Provided material ->
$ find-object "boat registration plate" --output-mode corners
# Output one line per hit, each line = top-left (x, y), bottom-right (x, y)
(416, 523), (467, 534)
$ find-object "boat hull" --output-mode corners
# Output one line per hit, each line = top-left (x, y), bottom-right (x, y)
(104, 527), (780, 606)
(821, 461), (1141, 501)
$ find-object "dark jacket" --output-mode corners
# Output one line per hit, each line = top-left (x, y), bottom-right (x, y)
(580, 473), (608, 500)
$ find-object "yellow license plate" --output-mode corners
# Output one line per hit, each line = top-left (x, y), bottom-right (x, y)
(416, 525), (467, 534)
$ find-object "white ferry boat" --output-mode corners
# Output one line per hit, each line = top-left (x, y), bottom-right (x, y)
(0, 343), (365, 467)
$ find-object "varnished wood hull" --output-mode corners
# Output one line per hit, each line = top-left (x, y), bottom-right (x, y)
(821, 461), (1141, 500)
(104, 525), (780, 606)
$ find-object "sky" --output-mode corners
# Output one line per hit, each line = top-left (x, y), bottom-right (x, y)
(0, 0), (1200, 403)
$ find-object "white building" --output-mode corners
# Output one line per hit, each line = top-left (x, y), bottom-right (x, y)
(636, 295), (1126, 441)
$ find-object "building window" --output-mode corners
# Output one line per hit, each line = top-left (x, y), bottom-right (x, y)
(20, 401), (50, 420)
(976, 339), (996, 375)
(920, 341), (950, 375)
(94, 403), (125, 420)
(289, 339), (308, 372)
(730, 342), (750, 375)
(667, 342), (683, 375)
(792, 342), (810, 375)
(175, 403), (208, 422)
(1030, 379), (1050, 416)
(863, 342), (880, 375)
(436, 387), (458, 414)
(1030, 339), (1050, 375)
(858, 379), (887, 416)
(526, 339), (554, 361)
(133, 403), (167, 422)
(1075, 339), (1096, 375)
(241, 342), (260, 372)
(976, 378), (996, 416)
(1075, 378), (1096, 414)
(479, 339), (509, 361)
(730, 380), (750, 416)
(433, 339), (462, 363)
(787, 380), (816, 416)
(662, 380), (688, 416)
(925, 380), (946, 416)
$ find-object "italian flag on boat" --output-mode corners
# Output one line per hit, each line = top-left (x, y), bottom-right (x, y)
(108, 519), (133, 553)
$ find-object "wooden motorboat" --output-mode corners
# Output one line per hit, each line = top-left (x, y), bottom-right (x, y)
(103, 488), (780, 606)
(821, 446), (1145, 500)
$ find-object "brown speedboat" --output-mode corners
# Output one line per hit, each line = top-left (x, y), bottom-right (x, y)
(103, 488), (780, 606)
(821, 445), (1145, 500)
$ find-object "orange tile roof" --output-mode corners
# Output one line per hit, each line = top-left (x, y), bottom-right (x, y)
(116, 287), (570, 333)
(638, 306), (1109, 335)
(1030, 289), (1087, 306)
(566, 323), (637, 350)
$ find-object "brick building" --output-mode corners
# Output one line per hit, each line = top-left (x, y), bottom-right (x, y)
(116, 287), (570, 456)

What is being asked -> Write out every item again, switching each "find-object" to "locate-object" and leaving everything else unchanged.

Exercise response ->
$ locate-object "boat registration plate" --output-mode corners
# Output one line per hit, each line = top-left (x, y), bottom-right (x, y)
(416, 523), (467, 534)
$ locate-object "boat hull" --output-mode corners
# Output one line per hit, each line = top-left (x, y), bottom-right (x, y)
(104, 527), (780, 606)
(821, 461), (1141, 501)
$ locate-object "dark jacket" --output-mode corners
# Output one line per hit, each line = top-left (x, y), bottom-right (x, y)
(580, 473), (608, 500)
$ locate-object "yellow license plate" --output-mode corners
# Output one line per hit, each line = top-left (x, y), bottom-right (x, y)
(416, 525), (467, 534)
$ locate-object "white ferry boat" --output-mode corners
# Output one line per hit, each line = top-left (x, y), bottom-right (x, y)
(0, 343), (365, 467)
$ locate-object "varnished wood hull" --output-mode corners
# Output one line per hit, each line = top-left (x, y), bottom-right (x, y)
(821, 461), (1141, 500)
(104, 525), (780, 606)
$ locate-object "sky" --output-mode corners
# Output one line per hit, each line = top-left (x, y), bottom-right (x, y)
(0, 0), (1200, 403)
$ locate-object "white building" --output-mode corners
# Output one line per hit, each line = top-left (x, y), bottom-right (x, y)
(636, 295), (1126, 441)
$ locate-object "building window" --output-mode corners
# Output one line per hit, each line = top-left (x, y), bottom-right (x, y)
(20, 401), (50, 420)
(976, 339), (996, 375)
(920, 341), (950, 375)
(94, 403), (125, 420)
(289, 339), (308, 372)
(730, 342), (750, 375)
(667, 342), (683, 375)
(792, 342), (810, 375)
(175, 403), (208, 422)
(1030, 379), (1050, 416)
(863, 342), (880, 375)
(436, 387), (458, 414)
(1030, 339), (1050, 375)
(858, 379), (887, 416)
(526, 339), (554, 361)
(133, 403), (167, 422)
(1075, 339), (1096, 375)
(241, 342), (260, 372)
(976, 378), (996, 416)
(1075, 378), (1096, 414)
(479, 339), (509, 361)
(730, 380), (750, 416)
(433, 339), (462, 363)
(787, 380), (816, 416)
(662, 380), (688, 416)
(925, 380), (946, 416)
$ locate-object "italian flag on boat" --output-mode corners
# Output one line per hit, each line = top-left (x, y), bottom-right (x, y)
(108, 519), (133, 553)
$ locate-object "wooden motorboat" --output-mode corners
# Output one line per hit, each line = top-left (x, y), bottom-right (x, y)
(103, 488), (780, 606)
(821, 446), (1145, 500)
$ locate-object "brown speedboat" --output-mode corners
# Output one line per hit, each line = top-left (x, y), bottom-right (x, y)
(103, 488), (780, 606)
(821, 445), (1145, 500)
$ locate-object "orange tile roof" --output-mode corners
# Output one line per hit, each line = top-left (x, y), bottom-right (x, y)
(116, 287), (570, 333)
(638, 306), (1109, 335)
(1030, 289), (1087, 306)
(566, 323), (637, 350)
$ locate-object "brick building" --output-mode corners
# Output one line per hit, each line = top-left (x, y), bottom-right (x, y)
(116, 287), (570, 456)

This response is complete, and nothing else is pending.